RECORD EXTRACTS:
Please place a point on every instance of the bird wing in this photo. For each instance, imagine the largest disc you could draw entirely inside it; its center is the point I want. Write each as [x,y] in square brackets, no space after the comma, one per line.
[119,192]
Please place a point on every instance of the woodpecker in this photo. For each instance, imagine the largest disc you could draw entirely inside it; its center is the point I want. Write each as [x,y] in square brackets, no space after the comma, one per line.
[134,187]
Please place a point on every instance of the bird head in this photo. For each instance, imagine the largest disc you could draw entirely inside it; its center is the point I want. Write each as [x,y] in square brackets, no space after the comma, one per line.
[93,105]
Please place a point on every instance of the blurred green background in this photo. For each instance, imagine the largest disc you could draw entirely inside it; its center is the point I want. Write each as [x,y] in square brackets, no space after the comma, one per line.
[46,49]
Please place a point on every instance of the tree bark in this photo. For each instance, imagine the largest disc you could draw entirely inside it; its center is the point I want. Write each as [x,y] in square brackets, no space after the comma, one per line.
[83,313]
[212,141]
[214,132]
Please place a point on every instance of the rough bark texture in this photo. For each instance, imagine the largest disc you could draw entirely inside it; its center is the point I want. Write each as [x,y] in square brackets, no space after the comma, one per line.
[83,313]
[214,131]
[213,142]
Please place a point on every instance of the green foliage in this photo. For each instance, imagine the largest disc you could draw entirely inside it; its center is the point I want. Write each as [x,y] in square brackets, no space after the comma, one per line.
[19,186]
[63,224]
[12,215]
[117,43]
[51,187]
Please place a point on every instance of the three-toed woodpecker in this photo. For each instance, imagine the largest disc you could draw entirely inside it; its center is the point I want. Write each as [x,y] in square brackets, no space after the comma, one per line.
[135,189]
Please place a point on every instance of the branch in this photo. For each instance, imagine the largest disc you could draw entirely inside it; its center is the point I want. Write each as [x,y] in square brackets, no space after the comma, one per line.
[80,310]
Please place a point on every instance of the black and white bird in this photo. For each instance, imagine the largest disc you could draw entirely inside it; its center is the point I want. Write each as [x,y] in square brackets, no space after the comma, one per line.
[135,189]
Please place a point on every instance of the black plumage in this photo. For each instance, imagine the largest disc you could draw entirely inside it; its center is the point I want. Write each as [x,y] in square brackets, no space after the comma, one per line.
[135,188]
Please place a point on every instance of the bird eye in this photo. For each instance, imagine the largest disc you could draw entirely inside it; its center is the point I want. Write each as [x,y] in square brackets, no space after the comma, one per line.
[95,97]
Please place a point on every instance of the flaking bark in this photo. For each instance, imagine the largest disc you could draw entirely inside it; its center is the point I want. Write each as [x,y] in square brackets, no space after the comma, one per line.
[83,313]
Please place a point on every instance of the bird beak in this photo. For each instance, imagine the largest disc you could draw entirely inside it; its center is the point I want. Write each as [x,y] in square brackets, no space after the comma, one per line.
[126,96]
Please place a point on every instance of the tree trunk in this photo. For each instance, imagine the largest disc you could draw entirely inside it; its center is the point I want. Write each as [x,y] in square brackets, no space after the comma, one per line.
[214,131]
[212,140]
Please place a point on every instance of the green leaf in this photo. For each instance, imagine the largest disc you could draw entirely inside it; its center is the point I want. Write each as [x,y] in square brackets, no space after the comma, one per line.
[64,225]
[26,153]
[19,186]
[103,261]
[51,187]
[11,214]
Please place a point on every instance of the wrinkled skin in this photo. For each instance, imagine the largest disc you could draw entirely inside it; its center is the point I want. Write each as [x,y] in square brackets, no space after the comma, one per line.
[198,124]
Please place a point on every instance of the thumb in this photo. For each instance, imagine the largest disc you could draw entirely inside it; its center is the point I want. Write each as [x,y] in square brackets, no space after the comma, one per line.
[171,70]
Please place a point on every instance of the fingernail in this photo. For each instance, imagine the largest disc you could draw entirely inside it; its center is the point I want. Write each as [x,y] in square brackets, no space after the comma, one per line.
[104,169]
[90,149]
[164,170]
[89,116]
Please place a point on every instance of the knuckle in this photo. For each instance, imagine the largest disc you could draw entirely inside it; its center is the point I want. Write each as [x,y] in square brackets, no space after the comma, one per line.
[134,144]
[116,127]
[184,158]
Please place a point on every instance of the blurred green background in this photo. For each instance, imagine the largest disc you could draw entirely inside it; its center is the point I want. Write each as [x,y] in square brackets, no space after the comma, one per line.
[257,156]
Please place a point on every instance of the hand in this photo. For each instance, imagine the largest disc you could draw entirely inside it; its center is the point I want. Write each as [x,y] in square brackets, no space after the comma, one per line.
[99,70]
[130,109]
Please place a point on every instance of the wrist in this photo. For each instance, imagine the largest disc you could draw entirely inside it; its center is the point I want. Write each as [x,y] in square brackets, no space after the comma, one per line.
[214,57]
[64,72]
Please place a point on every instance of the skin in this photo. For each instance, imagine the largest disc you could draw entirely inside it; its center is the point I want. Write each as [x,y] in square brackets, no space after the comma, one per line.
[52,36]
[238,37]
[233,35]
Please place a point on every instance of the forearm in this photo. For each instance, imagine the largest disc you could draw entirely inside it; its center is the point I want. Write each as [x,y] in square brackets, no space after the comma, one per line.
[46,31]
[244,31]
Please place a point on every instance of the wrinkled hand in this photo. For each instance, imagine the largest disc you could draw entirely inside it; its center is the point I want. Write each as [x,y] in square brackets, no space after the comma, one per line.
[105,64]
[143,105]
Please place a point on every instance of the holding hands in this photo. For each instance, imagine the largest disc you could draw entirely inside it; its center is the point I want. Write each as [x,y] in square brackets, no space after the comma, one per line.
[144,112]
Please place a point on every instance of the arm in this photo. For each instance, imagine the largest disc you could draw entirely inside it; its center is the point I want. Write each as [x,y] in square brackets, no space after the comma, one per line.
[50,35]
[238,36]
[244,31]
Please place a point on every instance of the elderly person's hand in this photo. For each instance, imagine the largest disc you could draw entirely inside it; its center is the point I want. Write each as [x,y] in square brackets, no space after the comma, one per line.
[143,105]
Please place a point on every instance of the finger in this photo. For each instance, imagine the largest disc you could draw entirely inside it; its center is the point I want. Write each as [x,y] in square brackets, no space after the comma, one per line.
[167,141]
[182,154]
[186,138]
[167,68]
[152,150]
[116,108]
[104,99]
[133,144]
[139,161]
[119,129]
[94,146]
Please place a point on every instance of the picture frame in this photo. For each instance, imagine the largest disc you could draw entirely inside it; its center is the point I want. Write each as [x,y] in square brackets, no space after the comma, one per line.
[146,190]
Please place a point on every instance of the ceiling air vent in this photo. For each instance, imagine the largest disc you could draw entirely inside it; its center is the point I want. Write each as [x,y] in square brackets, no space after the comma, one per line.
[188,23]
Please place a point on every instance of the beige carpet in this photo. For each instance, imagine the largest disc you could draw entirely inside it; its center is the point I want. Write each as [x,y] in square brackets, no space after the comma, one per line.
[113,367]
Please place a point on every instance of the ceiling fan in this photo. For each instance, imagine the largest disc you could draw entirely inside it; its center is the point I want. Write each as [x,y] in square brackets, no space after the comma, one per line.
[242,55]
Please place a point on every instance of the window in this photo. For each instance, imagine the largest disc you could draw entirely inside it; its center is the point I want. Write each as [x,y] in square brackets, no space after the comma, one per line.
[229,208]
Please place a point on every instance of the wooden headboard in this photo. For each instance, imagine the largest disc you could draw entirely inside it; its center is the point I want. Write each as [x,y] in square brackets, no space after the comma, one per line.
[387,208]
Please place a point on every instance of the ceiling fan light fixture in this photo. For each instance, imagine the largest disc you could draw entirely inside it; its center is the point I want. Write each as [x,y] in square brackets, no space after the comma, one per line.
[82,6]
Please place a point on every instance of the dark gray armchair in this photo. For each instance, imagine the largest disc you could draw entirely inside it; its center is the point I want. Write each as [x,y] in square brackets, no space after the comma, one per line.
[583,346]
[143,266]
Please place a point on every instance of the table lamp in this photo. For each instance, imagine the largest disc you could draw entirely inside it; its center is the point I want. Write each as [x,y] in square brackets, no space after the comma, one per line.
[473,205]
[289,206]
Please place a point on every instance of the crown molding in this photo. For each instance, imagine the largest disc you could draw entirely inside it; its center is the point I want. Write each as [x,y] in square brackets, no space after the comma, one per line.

PROBLEM REQUIREMENTS:
Starting at the line that contains "ceiling fan light" and ending with the final line above, give the lines as a Markdown table with two columns, Number and Line, and leave out any blank lines.

FINAL RESULT:
| Number | Line |
|---|---|
| 1 | Please place a point on every instance of the ceiling fan light fixture in this photo. For each instance, imagine the largest disc you could draw entirely inside it; its center is the point I want. Write each as [x,y] in square brackets, no space after the comma, one per line. |
| 2 | [82,6] |
| 3 | Please place a point on every instance of the dark gray armchair in this photo. For each instance, imagine the largest disc you could draw entirely inside it; its center is the point I want. Write each as [x,y] in square brackets, no space after the comma, one per line. |
| 4 | [583,346] |
| 5 | [143,266] |
| 6 | Please place a point on every instance of the table lamp in this photo. For each instance, imagine the largest disc you could draw entirely inside it; its center is the point I want. Write each as [x,y] in square brackets, no space after the comma, one per line. |
| 7 | [473,205] |
| 8 | [289,206] |
| 9 | Please place a point on every instance of the crown molding in this photo. For each instance, imagine the largest disc you could draw entirely inside it; its center is the point I want. Write each as [x,y] in square brackets, no space after the comma, one per line. |